## Problem description
Render every line from the one containing "Find the pink" through the last of the rows, inclusive, as a JSON list of strings with one string per line and blank lines omitted.

** Start **

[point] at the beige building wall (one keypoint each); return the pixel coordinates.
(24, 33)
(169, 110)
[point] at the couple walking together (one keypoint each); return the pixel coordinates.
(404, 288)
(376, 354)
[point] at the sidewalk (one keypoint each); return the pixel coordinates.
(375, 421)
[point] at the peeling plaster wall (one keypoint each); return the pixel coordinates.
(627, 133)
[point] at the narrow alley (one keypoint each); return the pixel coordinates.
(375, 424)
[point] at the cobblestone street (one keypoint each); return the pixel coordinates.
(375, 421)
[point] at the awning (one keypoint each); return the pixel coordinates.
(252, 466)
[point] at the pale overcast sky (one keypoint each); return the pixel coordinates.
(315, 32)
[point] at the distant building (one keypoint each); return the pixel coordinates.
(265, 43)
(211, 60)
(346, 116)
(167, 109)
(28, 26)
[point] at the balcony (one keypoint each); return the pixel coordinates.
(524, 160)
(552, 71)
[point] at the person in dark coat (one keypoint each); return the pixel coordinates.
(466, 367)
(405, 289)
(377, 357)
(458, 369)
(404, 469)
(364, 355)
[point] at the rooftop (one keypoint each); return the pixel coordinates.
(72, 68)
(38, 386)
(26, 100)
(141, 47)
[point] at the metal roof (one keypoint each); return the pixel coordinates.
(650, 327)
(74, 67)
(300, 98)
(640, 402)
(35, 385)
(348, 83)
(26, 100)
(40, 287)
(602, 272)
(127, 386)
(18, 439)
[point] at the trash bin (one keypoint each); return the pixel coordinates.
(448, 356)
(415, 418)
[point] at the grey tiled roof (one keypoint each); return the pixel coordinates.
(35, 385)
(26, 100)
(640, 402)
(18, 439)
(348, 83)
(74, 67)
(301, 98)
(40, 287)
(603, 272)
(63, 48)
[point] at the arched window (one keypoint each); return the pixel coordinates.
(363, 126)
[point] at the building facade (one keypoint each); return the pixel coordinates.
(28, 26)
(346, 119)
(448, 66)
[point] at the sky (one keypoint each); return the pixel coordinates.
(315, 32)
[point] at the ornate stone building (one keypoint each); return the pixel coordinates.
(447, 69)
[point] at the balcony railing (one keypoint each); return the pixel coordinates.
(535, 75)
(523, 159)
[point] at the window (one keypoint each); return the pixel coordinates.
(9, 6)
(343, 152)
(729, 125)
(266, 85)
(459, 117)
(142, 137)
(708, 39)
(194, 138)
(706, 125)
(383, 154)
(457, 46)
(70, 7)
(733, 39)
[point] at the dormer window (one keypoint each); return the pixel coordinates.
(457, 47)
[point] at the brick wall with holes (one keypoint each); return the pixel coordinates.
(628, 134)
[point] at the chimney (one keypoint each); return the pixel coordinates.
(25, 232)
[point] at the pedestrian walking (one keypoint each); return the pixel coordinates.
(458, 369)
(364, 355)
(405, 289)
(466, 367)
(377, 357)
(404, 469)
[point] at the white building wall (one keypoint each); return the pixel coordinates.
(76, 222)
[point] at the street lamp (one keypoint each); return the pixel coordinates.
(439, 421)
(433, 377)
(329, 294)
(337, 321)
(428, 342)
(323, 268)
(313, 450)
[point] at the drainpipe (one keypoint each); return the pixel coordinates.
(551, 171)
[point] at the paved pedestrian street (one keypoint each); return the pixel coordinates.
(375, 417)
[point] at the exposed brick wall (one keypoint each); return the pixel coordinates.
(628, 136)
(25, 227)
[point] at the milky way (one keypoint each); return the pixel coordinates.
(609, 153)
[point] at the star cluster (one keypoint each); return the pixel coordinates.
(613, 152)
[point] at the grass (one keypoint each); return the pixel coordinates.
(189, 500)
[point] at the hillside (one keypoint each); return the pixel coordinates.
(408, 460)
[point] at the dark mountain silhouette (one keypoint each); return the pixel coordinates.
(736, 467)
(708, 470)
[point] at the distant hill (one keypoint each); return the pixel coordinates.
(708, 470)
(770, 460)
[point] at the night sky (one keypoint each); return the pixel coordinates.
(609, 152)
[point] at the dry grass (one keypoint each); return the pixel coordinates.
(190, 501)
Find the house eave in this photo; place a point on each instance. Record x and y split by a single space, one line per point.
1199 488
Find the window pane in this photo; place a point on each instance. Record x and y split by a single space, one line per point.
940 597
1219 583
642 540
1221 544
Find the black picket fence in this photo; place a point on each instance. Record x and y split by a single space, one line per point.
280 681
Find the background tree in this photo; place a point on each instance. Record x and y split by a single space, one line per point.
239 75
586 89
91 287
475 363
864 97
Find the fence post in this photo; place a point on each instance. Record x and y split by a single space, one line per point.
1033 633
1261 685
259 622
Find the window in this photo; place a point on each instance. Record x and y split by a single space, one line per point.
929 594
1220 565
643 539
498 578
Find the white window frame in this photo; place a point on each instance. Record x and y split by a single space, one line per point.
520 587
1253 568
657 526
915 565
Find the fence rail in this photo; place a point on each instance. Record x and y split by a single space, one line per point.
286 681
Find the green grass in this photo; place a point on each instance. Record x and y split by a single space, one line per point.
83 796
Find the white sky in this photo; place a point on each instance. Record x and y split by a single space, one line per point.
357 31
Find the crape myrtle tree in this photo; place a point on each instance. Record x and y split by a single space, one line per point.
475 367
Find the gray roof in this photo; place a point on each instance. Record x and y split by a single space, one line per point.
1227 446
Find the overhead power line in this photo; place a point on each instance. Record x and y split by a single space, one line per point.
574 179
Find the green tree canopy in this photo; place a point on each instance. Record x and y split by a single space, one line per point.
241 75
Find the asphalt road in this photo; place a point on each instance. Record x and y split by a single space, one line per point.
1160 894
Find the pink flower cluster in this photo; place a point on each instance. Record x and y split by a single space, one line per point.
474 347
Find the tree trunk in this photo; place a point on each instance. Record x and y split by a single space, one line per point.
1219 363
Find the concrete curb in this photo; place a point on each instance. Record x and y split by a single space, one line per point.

** End **

## Task solution
[
  "Find the pink flower cluster in this photo; place a point on each instance. Record x and y split by a single space, one line per point.",
  "474 347",
  "Find the tree trunk in this photo; place a point on each instance. Record x and y split by a single space, one line per point.",
  "1219 363",
  "Find the concrete curb in this photo; place a point on each instance. Record x and y split by a single space, one line per point."
]